> **YOUR TASK**:
Where the records below show a line containing "Objective: one point per instance of the dark", start copying; end with the line containing "Objective: one point per instance of the curb", and copy it too.

> **PROVIDED RECORDS**:
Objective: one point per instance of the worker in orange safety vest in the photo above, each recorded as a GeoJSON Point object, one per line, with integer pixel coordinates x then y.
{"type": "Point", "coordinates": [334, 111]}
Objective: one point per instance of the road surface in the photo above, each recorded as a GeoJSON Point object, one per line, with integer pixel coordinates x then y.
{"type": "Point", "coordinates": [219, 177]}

---

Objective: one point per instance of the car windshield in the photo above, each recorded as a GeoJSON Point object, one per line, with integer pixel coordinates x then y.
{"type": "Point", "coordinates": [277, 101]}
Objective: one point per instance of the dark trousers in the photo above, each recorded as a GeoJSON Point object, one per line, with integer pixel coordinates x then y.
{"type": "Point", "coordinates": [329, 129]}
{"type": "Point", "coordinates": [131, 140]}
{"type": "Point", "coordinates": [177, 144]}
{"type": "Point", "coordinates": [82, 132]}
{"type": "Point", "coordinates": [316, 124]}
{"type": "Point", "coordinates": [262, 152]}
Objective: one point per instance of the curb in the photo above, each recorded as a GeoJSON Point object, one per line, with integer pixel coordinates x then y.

...

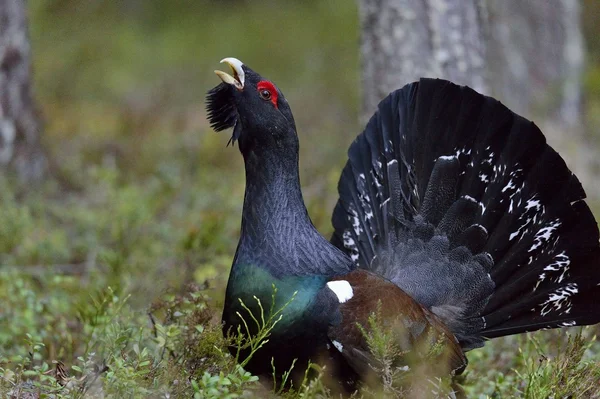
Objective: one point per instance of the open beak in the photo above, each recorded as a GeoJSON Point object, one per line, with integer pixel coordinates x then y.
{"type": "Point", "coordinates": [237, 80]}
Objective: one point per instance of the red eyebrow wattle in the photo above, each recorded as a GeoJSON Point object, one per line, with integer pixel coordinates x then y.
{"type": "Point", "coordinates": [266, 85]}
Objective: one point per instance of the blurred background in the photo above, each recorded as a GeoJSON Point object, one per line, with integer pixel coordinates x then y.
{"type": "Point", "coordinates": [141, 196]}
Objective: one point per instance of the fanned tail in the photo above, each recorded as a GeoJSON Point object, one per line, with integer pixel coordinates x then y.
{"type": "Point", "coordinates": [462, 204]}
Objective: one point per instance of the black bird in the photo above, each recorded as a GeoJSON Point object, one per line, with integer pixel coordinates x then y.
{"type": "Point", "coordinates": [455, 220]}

> **ANSWER BOX**:
Objective: one point per instance of the dark trousers in the photo above, each recorded as a GeoJSON Point object, one per line, with integer pixel coordinates x then y.
{"type": "Point", "coordinates": [329, 129]}
{"type": "Point", "coordinates": [131, 140]}
{"type": "Point", "coordinates": [177, 144]}
{"type": "Point", "coordinates": [82, 132]}
{"type": "Point", "coordinates": [316, 124]}
{"type": "Point", "coordinates": [262, 152]}
Objective: one point per instance of the curb in the photo above, each recorded as a GeoJSON Point object, one per line, with integer pixel coordinates x then y.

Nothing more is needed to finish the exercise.